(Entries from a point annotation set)
----
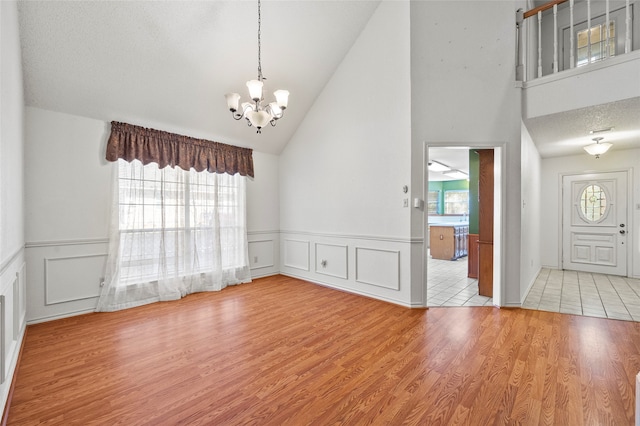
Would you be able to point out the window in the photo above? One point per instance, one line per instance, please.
(598, 43)
(175, 223)
(593, 203)
(433, 202)
(456, 202)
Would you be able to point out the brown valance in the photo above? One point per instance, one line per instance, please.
(131, 142)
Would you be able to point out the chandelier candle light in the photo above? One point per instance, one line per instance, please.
(257, 113)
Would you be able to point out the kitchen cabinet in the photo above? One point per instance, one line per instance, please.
(448, 241)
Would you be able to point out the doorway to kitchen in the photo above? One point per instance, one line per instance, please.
(453, 214)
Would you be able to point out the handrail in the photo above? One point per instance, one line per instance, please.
(542, 8)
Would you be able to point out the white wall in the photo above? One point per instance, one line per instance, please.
(530, 226)
(12, 263)
(551, 212)
(263, 216)
(342, 174)
(463, 93)
(68, 187)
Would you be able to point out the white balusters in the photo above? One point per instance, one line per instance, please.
(589, 31)
(606, 27)
(539, 44)
(627, 37)
(555, 38)
(572, 49)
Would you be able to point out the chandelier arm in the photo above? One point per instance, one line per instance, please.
(259, 113)
(260, 77)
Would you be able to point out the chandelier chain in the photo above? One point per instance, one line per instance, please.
(260, 78)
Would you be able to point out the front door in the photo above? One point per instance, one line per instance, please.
(594, 223)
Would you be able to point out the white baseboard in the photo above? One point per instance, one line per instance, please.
(350, 290)
(59, 316)
(530, 286)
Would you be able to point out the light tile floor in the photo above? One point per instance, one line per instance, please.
(448, 285)
(569, 292)
(583, 293)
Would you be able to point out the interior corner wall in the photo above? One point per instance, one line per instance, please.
(12, 259)
(463, 92)
(552, 170)
(531, 207)
(343, 218)
(68, 203)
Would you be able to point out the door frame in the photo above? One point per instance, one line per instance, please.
(630, 206)
(499, 214)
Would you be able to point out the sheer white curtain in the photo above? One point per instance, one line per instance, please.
(173, 233)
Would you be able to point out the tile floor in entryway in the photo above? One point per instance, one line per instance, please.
(584, 293)
(569, 292)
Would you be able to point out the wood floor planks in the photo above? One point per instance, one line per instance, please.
(283, 351)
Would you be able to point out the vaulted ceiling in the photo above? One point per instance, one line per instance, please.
(168, 64)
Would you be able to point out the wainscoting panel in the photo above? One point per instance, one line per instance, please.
(378, 267)
(264, 253)
(296, 254)
(3, 335)
(12, 317)
(63, 277)
(261, 254)
(332, 259)
(73, 278)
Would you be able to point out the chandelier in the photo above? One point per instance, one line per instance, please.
(597, 148)
(257, 113)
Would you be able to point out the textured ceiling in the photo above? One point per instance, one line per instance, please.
(568, 132)
(168, 64)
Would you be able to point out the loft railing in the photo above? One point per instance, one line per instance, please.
(594, 44)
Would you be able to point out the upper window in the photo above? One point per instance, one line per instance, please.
(598, 44)
(456, 202)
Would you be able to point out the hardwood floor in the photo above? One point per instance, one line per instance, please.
(282, 351)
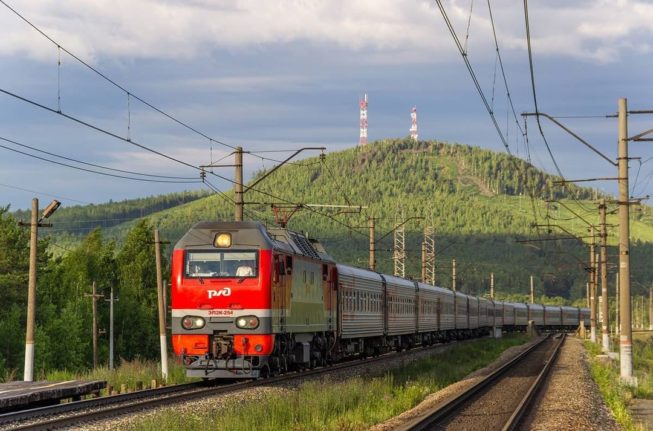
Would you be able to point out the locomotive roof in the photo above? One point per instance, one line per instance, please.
(253, 234)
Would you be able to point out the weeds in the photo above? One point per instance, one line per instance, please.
(350, 405)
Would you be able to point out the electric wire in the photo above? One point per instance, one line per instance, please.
(503, 71)
(111, 81)
(44, 194)
(472, 74)
(93, 164)
(132, 142)
(94, 171)
(537, 111)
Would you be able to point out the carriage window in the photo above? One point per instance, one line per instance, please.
(221, 264)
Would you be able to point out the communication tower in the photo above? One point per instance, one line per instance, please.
(413, 124)
(399, 254)
(363, 121)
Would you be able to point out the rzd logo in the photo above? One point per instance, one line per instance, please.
(222, 292)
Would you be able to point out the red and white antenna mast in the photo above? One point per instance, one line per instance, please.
(363, 136)
(413, 124)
----
**Problem:** Express every item above as a two-column CSV with the headers "prompt" and "points", one row per item. Put each item's text and its answer in separate quoted fields, replace line breaks with spaces, and leave the pictures out.

**Result of this task:**
prompt,points
"Would you be able to point out the window in the photo above? One point per instance, one line per instance, please.","(598, 43) (175, 223) (593, 203) (433, 202) (456, 202)"
"Would you be able to point out the brown valance in the photo above? One point per instance, one line per instance, please.","(131, 142)"
"Would you be able to point out the chandelier candle light in the photo above? One point per instance, one line per instance, please.","(257, 113)"
"Would you be able to point out the kitchen cabinet in the photo above? One point per instance, one line per instance, please.","(448, 241)"
"Would you be able to point out the doorway to kitchen in the photo above? One point per instance, one line per instance, please.","(453, 214)"
"Would you be able to point out the handrail in the photo above? One point per instance, one line per instance, please.","(542, 8)"
"Would you be able to point out the white wall in the photo above? One point per instance, one line per instance, please.","(530, 226) (12, 263) (551, 212) (263, 216) (342, 174) (463, 93) (68, 187)"
"Would you be able to point out the white balusters in the photo above? One point per instance, one line per instance, please.","(589, 31) (606, 27) (539, 44) (627, 37) (555, 38) (572, 49)"
"Would you be able to point out the chandelier arm in the photo above? One point per instance, one line per instance, please.","(259, 113) (260, 77)"
"Would you be able to point out the chandelier chain in the photo above? One point per instance, one line per instance, please.","(260, 78)"
"Would you be able to point out the front door in the photo above? One point per instance, one line per instance, please.","(594, 223)"
"Would you be able to point out the white baseboard in the photo above? One point per instance, one line per instance, please.","(350, 290) (59, 316) (530, 286)"
"Would you be able to point out the light tile floor in the photo above? One point per instance, one line per instance, please.","(448, 285) (569, 292) (583, 293)"
"Would you be able to point out the interior corner wall in the photo above? One point per instance, one line per instance, please.","(12, 259) (463, 92) (552, 170) (531, 207) (343, 218) (68, 203)"
"Would you be able to point out the door frame in the photo above? One point per instance, one line per instance, please.","(630, 206) (499, 214)"
"Would you be able to point out the sheer white curtain in the photo above? One point per instance, one line per instance, please.","(173, 233)"
"Would you be able to point out the tile floor in entryway in the photo above? One point per instance, one line per instance, please.","(584, 293) (569, 292)"
"Would you be able to point out the wood floor planks in the photo above? One point per instance, one line per instance, please.","(283, 351)"
"Would you be able to point out the vaulted ceiling in the photo above? One point per instance, one line per instance, please.","(168, 64)"
"Would you be able to point out the wainscoting panel in the photo above? One point per instance, one line per instance, please.","(378, 267) (264, 253) (296, 254) (3, 335) (12, 317) (63, 277) (261, 254) (332, 259) (73, 278)"
"Would you be able to point out the chandelier in the photo above? One point per instance, one line per instance, please.","(597, 148) (257, 113)"
"Would you be able to point out the textured ceiling in the photo above? One point per instance, one line per instance, please.","(568, 132) (168, 64)"
"Would you be able to point out the loft railing in the photo above? One point per instance, one line per instance, please.","(594, 44)"
"Would you be able to point out the upper window in the photo above? One point per instance, one line per instance, please.","(598, 44) (456, 202)"
"Would you be able to point out the hardwood floor in the photo above? One point per instance, one line per instance, please.","(282, 351)"
"Would you be able to point out the locomotive roof in the photo above? One point per instance, one line per instance, please.","(253, 234)"
"Would you be able to point out the weeds in the photo above? One point per instance, one line per instance, please.","(350, 405)"
"Would you be able to point out the electric wire in the photo above? One point per instance, one line per instance, please.","(503, 71) (111, 81) (44, 194) (472, 74) (93, 164) (132, 142) (94, 171) (537, 111)"
"Would you be able to point out the carriage window in the photo above? One point per instance, one line per instance, please.","(221, 264)"
"Would you be able to point out the communication tower in the photo above? One point per instance, one line per instance, please.","(413, 124) (399, 254) (363, 121)"
"Would you be able to point out the rzd logo in the photo above? One point per instance, one line per instance, please.","(222, 292)"
"Would you be able to point out the red and white antenna mast in the photo above? One point per instance, one line per instance, please.","(363, 136) (413, 124)"